Objective:
Show each line in the listing below that contains the word "plate".

■ ■ ■ ■

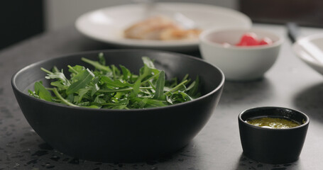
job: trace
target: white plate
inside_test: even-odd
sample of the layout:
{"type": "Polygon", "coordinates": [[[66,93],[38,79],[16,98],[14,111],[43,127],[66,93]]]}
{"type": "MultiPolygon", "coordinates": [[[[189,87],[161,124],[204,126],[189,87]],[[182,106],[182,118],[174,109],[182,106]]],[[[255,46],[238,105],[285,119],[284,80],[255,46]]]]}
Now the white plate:
{"type": "MultiPolygon", "coordinates": [[[[246,15],[229,8],[192,3],[156,3],[153,14],[173,17],[180,12],[192,20],[201,29],[251,27],[251,21],[246,15]]],[[[124,30],[133,23],[149,15],[147,6],[142,4],[108,7],[81,16],[75,23],[77,29],[94,40],[121,47],[140,47],[173,51],[197,50],[196,40],[143,40],[124,38],[124,30]]]]}
{"type": "Polygon", "coordinates": [[[292,45],[292,50],[300,59],[323,74],[323,34],[297,40],[292,45]]]}

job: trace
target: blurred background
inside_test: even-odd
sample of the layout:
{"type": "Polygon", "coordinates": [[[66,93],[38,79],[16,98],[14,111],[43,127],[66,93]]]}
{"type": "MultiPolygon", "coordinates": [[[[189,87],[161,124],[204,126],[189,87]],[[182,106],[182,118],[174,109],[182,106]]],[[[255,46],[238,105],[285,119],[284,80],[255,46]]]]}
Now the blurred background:
{"type": "MultiPolygon", "coordinates": [[[[84,13],[141,0],[11,0],[0,2],[0,50],[35,35],[74,24],[84,13]]],[[[240,11],[254,23],[323,27],[322,0],[173,0],[240,11]]]]}

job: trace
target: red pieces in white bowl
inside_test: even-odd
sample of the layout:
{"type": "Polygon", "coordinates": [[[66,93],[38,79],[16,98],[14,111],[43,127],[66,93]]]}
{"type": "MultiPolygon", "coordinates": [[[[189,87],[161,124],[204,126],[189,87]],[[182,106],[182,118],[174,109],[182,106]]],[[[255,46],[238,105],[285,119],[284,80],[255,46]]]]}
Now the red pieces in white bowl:
{"type": "Polygon", "coordinates": [[[240,41],[236,44],[236,46],[253,46],[270,45],[273,43],[273,40],[267,37],[262,39],[258,38],[257,35],[253,33],[248,33],[243,34],[240,38],[240,41]]]}

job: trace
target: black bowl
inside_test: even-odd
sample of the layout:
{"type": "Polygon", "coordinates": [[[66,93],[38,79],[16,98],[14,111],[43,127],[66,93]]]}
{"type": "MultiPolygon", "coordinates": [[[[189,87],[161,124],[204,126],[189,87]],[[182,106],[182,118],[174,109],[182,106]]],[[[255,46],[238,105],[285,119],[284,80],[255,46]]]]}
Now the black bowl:
{"type": "Polygon", "coordinates": [[[259,107],[243,111],[238,117],[243,154],[268,164],[285,164],[298,159],[305,140],[309,118],[300,111],[279,107],[259,107]],[[281,117],[300,125],[287,129],[269,129],[246,122],[257,117],[281,117]]]}
{"type": "Polygon", "coordinates": [[[12,78],[12,87],[26,118],[50,145],[72,157],[99,162],[130,162],[155,159],[189,143],[207,123],[219,102],[224,82],[222,72],[197,57],[141,50],[87,52],[41,61],[26,67],[12,78]],[[81,57],[97,60],[104,53],[106,64],[122,64],[138,74],[141,57],[155,60],[166,77],[180,79],[199,75],[202,96],[173,106],[131,110],[75,108],[30,96],[35,81],[49,81],[40,67],[82,64],[81,57]]]}

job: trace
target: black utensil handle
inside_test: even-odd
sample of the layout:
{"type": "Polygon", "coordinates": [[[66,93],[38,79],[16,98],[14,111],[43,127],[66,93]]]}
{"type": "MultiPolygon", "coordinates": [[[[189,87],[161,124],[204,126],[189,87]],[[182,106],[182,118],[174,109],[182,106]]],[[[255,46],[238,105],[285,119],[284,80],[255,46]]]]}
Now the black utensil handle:
{"type": "Polygon", "coordinates": [[[286,24],[288,38],[290,38],[292,43],[294,43],[296,40],[297,40],[297,38],[300,35],[300,28],[297,24],[295,23],[288,23],[286,24]]]}

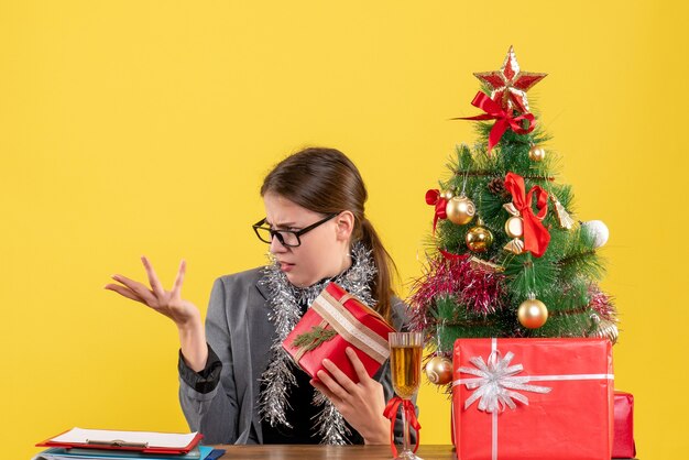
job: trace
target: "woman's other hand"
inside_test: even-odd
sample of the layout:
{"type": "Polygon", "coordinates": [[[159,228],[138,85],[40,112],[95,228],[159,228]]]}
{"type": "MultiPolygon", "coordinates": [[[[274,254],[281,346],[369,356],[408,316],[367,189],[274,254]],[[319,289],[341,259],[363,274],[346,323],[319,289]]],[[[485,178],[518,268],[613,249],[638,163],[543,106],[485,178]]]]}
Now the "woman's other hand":
{"type": "Polygon", "coordinates": [[[127,276],[112,275],[112,280],[120,284],[107,284],[105,288],[146,305],[172,319],[177,325],[182,354],[187,365],[196,372],[203,370],[208,359],[208,347],[206,346],[201,315],[194,304],[182,298],[186,263],[182,261],[172,289],[166,291],[157,278],[151,262],[145,256],[141,258],[141,262],[146,270],[150,286],[127,276]]]}
{"type": "Polygon", "coordinates": [[[348,347],[346,352],[359,383],[354,383],[332,361],[326,359],[322,364],[330,374],[318,371],[320,382],[311,380],[311,385],[335,404],[344,419],[363,436],[365,443],[389,443],[390,420],[383,416],[383,385],[369,376],[354,350],[348,347]]]}

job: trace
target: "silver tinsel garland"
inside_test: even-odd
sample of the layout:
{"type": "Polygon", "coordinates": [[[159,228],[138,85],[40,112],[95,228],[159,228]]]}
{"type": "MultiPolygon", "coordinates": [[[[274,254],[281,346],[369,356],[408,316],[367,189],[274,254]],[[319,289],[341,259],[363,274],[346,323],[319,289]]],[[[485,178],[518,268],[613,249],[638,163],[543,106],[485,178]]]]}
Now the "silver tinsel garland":
{"type": "MultiPolygon", "coordinates": [[[[360,242],[354,243],[351,258],[352,265],[347,271],[331,280],[324,280],[305,288],[291,284],[275,261],[264,269],[264,277],[261,283],[269,292],[269,302],[272,308],[269,318],[275,326],[276,336],[271,347],[270,364],[261,375],[263,390],[259,406],[261,418],[269,421],[271,426],[283,425],[292,428],[286,419],[285,410],[289,406],[289,392],[296,385],[294,372],[297,370],[292,358],[282,348],[282,342],[302,318],[299,306],[310,306],[330,282],[339,284],[367,305],[374,306],[371,296],[371,282],[376,270],[371,251],[367,250],[360,242]]],[[[344,417],[330,399],[316,391],[311,404],[322,407],[314,420],[314,428],[320,436],[320,443],[349,443],[347,437],[351,432],[344,425],[344,417]]]]}

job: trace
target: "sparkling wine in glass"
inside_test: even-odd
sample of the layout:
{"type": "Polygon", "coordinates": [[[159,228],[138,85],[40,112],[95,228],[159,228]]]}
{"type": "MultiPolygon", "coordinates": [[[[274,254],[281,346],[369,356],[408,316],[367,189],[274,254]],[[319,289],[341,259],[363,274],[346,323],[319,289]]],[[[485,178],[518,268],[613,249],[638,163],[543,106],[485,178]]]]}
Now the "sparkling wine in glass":
{"type": "MultiPolygon", "coordinates": [[[[422,382],[422,355],[424,351],[422,332],[391,332],[390,369],[392,385],[397,396],[412,399],[422,382]]],[[[409,448],[409,420],[402,408],[404,425],[402,450],[395,460],[420,460],[409,448]]]]}

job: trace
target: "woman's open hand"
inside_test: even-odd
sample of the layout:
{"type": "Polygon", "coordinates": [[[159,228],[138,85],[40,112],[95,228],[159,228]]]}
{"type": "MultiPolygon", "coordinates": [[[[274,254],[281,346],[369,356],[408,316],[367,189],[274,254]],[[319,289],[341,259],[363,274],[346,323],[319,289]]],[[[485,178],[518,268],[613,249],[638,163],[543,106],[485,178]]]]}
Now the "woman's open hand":
{"type": "Polygon", "coordinates": [[[177,327],[185,327],[195,319],[199,318],[198,308],[188,300],[182,298],[182,284],[184,283],[184,274],[186,263],[182,261],[177,277],[171,291],[165,291],[157,278],[151,262],[145,256],[141,258],[146,275],[149,276],[150,287],[143,283],[130,280],[122,275],[112,275],[112,280],[120,284],[107,284],[106,289],[114,291],[123,297],[144,304],[161,315],[165,315],[177,327]]]}
{"type": "Polygon", "coordinates": [[[365,443],[389,443],[390,420],[383,416],[383,385],[369,376],[354,350],[348,347],[346,352],[357,371],[359,383],[354,383],[332,361],[326,359],[322,364],[330,374],[318,371],[320,382],[311,380],[311,385],[335,404],[344,419],[363,436],[365,443]]]}
{"type": "Polygon", "coordinates": [[[208,359],[208,347],[206,346],[206,333],[198,308],[189,300],[182,298],[186,263],[182,261],[172,289],[165,291],[151,262],[145,256],[141,258],[141,262],[146,270],[150,286],[127,276],[112,275],[112,280],[120,284],[107,284],[105,288],[146,305],[172,319],[177,325],[182,354],[187,365],[196,372],[200,371],[208,359]]]}

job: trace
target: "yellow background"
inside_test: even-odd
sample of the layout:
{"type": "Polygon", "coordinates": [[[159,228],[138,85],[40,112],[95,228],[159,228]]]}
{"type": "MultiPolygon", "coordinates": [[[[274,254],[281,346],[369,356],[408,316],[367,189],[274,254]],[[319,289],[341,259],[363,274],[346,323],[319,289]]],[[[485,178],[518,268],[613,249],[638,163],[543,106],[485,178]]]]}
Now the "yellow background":
{"type": "MultiPolygon", "coordinates": [[[[529,100],[577,217],[611,230],[615,384],[636,397],[639,457],[686,454],[680,3],[2,1],[1,457],[73,426],[187,429],[175,327],[102,285],[143,278],[141,254],[169,285],[184,258],[205,311],[216,276],[264,262],[258,188],[296,149],[354,160],[402,280],[417,276],[424,193],[474,140],[448,119],[478,113],[472,73],[511,44],[549,73],[529,100]]],[[[449,442],[449,403],[427,385],[419,404],[423,442],[449,442]]]]}

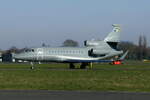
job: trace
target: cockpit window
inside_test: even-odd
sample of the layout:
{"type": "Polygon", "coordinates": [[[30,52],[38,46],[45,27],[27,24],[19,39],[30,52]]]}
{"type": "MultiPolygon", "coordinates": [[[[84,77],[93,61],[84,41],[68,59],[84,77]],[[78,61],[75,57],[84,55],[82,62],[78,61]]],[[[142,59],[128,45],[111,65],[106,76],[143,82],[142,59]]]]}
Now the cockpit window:
{"type": "Polygon", "coordinates": [[[25,52],[34,52],[34,49],[26,49],[25,52]]]}

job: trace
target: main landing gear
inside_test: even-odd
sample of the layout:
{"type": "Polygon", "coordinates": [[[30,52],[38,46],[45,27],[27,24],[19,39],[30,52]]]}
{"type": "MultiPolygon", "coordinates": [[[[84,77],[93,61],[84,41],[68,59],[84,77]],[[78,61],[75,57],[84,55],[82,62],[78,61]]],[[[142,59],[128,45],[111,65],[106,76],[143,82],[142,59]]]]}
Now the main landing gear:
{"type": "MultiPolygon", "coordinates": [[[[86,69],[87,66],[89,66],[89,69],[93,68],[93,64],[92,63],[81,63],[80,69],[86,69]]],[[[73,63],[70,63],[69,64],[69,68],[70,69],[75,69],[75,65],[73,63]]]]}

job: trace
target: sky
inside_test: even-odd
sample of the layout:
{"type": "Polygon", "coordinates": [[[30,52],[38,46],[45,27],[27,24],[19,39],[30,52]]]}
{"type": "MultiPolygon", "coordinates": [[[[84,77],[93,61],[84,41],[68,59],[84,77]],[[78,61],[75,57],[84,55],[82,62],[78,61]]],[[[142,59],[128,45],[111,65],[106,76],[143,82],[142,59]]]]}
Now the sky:
{"type": "MultiPolygon", "coordinates": [[[[61,46],[66,39],[104,39],[112,24],[121,40],[150,44],[150,0],[0,0],[0,49],[61,46]]],[[[149,45],[150,46],[150,45],[149,45]]]]}

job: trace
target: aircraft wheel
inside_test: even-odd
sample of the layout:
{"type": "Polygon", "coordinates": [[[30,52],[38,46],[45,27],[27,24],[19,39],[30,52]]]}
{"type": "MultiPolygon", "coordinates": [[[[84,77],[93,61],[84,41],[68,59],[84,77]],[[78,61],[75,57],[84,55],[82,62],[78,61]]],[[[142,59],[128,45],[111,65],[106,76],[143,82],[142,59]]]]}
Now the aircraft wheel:
{"type": "Polygon", "coordinates": [[[71,63],[71,64],[69,65],[69,67],[70,67],[70,69],[75,69],[75,66],[74,66],[73,63],[71,63]]]}

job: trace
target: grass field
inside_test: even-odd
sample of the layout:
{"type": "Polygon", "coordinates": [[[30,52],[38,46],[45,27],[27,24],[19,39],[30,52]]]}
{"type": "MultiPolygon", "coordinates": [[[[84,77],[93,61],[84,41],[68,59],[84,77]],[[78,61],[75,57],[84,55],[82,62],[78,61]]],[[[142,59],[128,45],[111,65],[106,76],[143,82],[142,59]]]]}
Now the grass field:
{"type": "MultiPolygon", "coordinates": [[[[78,65],[77,65],[78,66],[78,65]]],[[[150,63],[94,64],[94,69],[68,69],[67,64],[0,64],[2,90],[83,90],[150,92],[150,63]]]]}

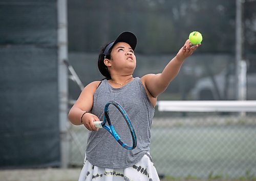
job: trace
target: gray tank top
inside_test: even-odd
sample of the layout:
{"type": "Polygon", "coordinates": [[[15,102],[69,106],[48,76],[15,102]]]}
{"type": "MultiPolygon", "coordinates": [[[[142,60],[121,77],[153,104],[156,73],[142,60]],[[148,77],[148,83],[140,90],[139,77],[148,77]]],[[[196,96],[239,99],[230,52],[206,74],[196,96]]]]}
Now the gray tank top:
{"type": "Polygon", "coordinates": [[[140,79],[136,77],[120,88],[113,88],[104,80],[93,98],[91,113],[100,120],[104,119],[104,108],[109,101],[115,100],[124,109],[135,131],[137,145],[133,150],[126,150],[106,130],[90,132],[87,159],[93,165],[105,168],[125,168],[135,164],[150,150],[150,128],[155,112],[140,79]]]}

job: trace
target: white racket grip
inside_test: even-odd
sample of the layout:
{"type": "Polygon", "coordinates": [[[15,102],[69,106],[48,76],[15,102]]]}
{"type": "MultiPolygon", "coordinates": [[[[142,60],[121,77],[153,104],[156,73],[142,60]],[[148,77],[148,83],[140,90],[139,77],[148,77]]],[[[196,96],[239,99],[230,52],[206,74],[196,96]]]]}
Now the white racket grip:
{"type": "Polygon", "coordinates": [[[103,121],[94,121],[93,122],[93,123],[96,127],[101,128],[103,127],[101,125],[101,123],[103,121]]]}

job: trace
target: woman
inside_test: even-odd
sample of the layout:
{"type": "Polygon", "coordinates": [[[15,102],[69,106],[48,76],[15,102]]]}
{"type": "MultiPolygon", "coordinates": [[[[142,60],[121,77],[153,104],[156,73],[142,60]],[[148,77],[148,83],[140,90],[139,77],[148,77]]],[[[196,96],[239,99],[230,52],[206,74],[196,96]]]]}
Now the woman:
{"type": "Polygon", "coordinates": [[[96,178],[97,180],[159,180],[149,152],[150,128],[157,97],[199,45],[192,46],[187,40],[161,73],[139,78],[133,76],[136,44],[135,35],[125,32],[102,49],[98,67],[105,79],[88,84],[70,111],[69,118],[73,124],[83,124],[91,131],[79,181],[96,178]],[[103,119],[104,107],[110,100],[118,102],[129,115],[137,138],[137,147],[132,150],[122,148],[104,129],[94,126],[94,121],[103,119]]]}

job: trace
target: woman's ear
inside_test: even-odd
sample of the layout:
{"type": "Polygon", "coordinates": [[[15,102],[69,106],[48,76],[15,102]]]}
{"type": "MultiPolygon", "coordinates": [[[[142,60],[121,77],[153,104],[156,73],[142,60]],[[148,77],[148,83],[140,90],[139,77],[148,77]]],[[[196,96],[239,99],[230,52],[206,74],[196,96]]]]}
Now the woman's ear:
{"type": "Polygon", "coordinates": [[[104,64],[107,67],[111,66],[111,62],[110,62],[110,60],[108,59],[104,59],[104,64]]]}

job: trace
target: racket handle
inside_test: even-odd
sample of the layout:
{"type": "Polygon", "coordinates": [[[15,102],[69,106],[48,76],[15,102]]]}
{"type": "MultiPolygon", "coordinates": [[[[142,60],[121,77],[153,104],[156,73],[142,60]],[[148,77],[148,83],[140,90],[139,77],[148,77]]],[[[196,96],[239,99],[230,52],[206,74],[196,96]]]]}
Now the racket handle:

■ ■ ■ ■

Solution for this exercise:
target: white plate
Now the white plate:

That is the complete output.